Saved data entries:
= = = = =

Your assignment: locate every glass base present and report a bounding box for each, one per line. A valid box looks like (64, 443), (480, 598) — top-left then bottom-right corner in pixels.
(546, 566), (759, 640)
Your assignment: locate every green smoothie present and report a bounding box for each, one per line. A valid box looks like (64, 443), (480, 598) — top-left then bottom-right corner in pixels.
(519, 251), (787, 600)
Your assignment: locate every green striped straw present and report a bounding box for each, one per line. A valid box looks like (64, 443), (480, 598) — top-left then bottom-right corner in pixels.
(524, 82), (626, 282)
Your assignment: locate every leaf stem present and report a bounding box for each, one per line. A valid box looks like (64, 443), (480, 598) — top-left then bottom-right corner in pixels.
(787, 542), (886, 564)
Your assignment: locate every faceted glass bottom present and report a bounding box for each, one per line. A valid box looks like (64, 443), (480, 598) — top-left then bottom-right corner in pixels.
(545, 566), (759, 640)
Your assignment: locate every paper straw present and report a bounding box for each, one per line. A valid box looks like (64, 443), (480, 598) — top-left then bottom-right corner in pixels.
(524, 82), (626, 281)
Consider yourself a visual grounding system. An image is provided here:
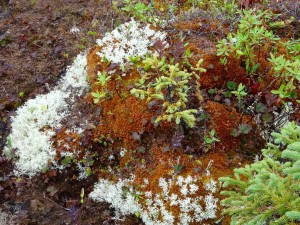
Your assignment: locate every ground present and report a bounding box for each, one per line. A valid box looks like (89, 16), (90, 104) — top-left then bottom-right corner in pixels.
(0, 0), (300, 225)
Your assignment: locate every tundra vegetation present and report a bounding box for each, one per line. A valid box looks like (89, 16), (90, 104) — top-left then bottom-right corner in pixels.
(0, 0), (300, 225)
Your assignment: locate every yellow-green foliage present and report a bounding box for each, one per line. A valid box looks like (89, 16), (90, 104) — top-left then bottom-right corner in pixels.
(220, 122), (300, 225)
(131, 55), (205, 127)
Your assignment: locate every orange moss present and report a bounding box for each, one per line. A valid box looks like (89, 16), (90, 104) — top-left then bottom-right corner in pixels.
(54, 129), (80, 160)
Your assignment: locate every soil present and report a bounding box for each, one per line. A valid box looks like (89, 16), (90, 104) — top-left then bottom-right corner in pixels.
(0, 0), (300, 225)
(0, 0), (126, 225)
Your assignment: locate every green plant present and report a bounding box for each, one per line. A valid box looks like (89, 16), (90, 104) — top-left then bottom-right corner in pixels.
(269, 54), (300, 98)
(231, 83), (247, 111)
(121, 0), (154, 22)
(216, 9), (279, 74)
(203, 129), (220, 146)
(219, 122), (300, 225)
(91, 90), (106, 104)
(130, 55), (205, 127)
(80, 188), (84, 204)
(95, 71), (111, 87)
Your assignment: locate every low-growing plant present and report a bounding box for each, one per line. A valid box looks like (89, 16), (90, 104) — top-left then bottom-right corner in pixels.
(269, 54), (300, 101)
(219, 122), (300, 225)
(131, 54), (205, 127)
(231, 83), (247, 112)
(217, 9), (279, 74)
(203, 129), (220, 147)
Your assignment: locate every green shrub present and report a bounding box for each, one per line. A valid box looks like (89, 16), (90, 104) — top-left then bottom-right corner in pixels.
(217, 9), (278, 74)
(131, 55), (205, 127)
(219, 122), (300, 225)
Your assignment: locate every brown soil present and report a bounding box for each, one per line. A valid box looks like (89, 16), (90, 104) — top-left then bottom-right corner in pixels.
(0, 0), (300, 225)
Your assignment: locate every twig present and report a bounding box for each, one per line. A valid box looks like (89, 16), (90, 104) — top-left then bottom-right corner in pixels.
(43, 192), (70, 212)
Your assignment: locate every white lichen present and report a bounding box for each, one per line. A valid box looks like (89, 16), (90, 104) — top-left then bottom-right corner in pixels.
(4, 54), (88, 177)
(90, 176), (218, 225)
(97, 19), (168, 70)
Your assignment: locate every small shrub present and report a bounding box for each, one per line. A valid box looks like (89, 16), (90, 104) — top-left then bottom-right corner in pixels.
(219, 122), (300, 225)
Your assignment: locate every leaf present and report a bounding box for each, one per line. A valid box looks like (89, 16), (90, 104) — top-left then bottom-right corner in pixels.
(227, 81), (236, 91)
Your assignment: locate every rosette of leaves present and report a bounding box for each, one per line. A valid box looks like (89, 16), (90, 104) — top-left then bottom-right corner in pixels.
(216, 9), (279, 74)
(269, 53), (300, 103)
(131, 54), (205, 127)
(219, 122), (300, 225)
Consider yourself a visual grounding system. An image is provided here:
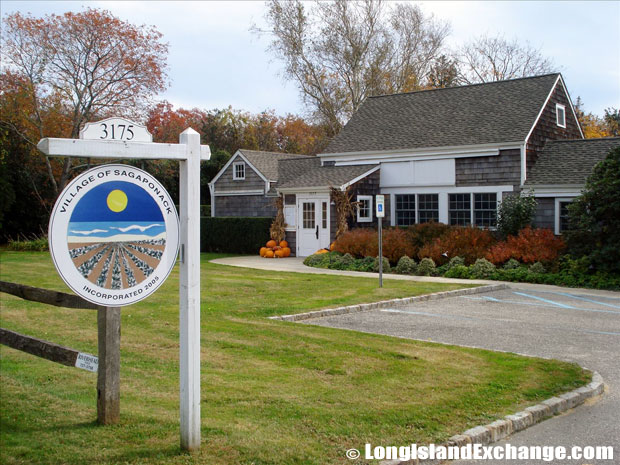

= = = = =

# PROBLEM DETAILS
Gather every line of the records above that contains the string "straw", and copy each one.

# THE SOLUTION
Your assignment: locate every green striped straw present and report a bounding box for each, one per line. A valid box looks like (64, 443), (480, 598) — top-left then bottom-right corner in pixels.
Your assignment: locate every paper straw present and report a bounding box for each, one per line. A valid box looks like (64, 443), (480, 598) — top-left then bottom-right corner in pixels.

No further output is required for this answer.